[Problem to work on] Copy all of the data below line for line, without changing a single character.

[Material for the task]
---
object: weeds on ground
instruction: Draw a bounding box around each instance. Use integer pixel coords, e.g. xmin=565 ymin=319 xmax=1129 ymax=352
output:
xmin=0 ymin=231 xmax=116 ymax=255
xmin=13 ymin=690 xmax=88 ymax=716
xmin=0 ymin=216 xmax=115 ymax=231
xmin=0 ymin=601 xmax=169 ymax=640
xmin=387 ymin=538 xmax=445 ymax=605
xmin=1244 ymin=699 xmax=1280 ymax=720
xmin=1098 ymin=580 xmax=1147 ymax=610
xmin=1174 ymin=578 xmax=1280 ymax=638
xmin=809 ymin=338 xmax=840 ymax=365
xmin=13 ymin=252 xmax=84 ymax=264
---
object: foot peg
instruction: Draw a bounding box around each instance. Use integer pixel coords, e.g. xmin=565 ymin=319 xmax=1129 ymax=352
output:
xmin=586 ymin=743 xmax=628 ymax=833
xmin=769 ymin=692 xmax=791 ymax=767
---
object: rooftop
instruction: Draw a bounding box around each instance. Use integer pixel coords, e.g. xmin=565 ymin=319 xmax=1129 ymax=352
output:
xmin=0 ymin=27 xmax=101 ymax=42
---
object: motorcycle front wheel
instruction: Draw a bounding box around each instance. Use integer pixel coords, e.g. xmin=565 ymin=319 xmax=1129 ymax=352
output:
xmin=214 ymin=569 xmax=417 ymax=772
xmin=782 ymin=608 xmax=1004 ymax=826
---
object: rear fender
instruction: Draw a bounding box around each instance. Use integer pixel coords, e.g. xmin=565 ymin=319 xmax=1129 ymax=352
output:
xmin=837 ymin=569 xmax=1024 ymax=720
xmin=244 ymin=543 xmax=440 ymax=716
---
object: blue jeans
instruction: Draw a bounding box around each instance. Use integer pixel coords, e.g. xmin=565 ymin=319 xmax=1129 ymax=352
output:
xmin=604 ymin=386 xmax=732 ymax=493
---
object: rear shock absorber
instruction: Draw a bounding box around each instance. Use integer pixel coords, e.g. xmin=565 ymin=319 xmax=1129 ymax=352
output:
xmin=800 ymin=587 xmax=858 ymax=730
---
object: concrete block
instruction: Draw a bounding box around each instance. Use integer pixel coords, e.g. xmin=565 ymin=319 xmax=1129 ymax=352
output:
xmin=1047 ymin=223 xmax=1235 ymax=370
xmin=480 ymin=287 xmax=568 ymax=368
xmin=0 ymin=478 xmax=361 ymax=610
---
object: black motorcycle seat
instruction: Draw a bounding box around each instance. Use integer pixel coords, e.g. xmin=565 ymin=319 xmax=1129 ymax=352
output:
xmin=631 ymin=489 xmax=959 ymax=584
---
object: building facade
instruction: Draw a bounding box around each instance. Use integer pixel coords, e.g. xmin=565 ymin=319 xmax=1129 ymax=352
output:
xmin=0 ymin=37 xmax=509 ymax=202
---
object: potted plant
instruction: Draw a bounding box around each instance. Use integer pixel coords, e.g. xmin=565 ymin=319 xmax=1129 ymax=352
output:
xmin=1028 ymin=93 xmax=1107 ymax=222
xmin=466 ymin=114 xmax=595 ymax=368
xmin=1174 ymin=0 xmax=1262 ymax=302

[Expected answer]
---
object: weeds on ground
instruction: Draw a bounding box around each instance. Use integer pixel coords, e.g. xmin=565 ymin=319 xmax=1129 ymax=352
output:
xmin=0 ymin=231 xmax=116 ymax=255
xmin=13 ymin=690 xmax=88 ymax=716
xmin=0 ymin=216 xmax=115 ymax=231
xmin=0 ymin=601 xmax=169 ymax=640
xmin=387 ymin=538 xmax=445 ymax=605
xmin=1244 ymin=699 xmax=1280 ymax=720
xmin=1098 ymin=580 xmax=1147 ymax=610
xmin=1174 ymin=578 xmax=1280 ymax=638
xmin=809 ymin=338 xmax=840 ymax=365
xmin=13 ymin=252 xmax=84 ymax=264
---
object: foot peg
instruction: Draw a bounding box around each instance. Use integer pixel coords, e.g. xmin=565 ymin=319 xmax=1129 ymax=352
output:
xmin=586 ymin=743 xmax=628 ymax=833
xmin=769 ymin=692 xmax=791 ymax=767
---
object: rooftop
instruction: Draw a bounding box around each instance. Use integer pixel coords, e.g. xmin=565 ymin=319 xmax=1129 ymax=352
output:
xmin=0 ymin=27 xmax=101 ymax=42
---
object: motorcycle front wheel
instruction: Draw a bounding box around each instance. Use integer pixel coords, e.g. xmin=565 ymin=319 xmax=1129 ymax=352
output:
xmin=214 ymin=569 xmax=417 ymax=772
xmin=782 ymin=608 xmax=1004 ymax=826
---
object: rear fender
instruction: Draw a bounding box around each instance. Use integer pixel coords, e.g. xmin=565 ymin=319 xmax=1129 ymax=352
output:
xmin=837 ymin=569 xmax=1024 ymax=720
xmin=244 ymin=543 xmax=440 ymax=716
---
object: blue jeans
instruction: Draw a bounding box around each instance. Use integer pixel coords, e.g. xmin=565 ymin=319 xmax=1129 ymax=352
output:
xmin=604 ymin=386 xmax=732 ymax=493
---
object: rear shock absorber
instruction: Draw a bounding box around each instance. Use integer pixel coords, e.g. xmin=565 ymin=319 xmax=1129 ymax=352
output:
xmin=800 ymin=587 xmax=858 ymax=730
---
object: concrete block
instruction: Draw a bounding box around each instance. Use integer pixel coords, e.g. xmin=565 ymin=319 xmax=1129 ymax=352
output:
xmin=1047 ymin=223 xmax=1235 ymax=370
xmin=480 ymin=287 xmax=568 ymax=368
xmin=0 ymin=478 xmax=361 ymax=610
---
object: black motorcycle seat
instruction: Draw a bounding box around each instance. Use integer pixel coords, e.g. xmin=565 ymin=319 xmax=1129 ymax=352
output:
xmin=631 ymin=489 xmax=959 ymax=584
---
object: building facade
instruction: Draw a bounding box around each instance. Use integer pixel coords, e.g. xmin=565 ymin=319 xmax=1129 ymax=352
output:
xmin=0 ymin=37 xmax=509 ymax=202
---
object: potted plant
instruction: Draw a bounding box around each instance. Use integer pixel coords, e.g. xmin=565 ymin=319 xmax=1129 ymax=352
output:
xmin=1028 ymin=93 xmax=1107 ymax=222
xmin=466 ymin=114 xmax=595 ymax=368
xmin=1174 ymin=0 xmax=1262 ymax=302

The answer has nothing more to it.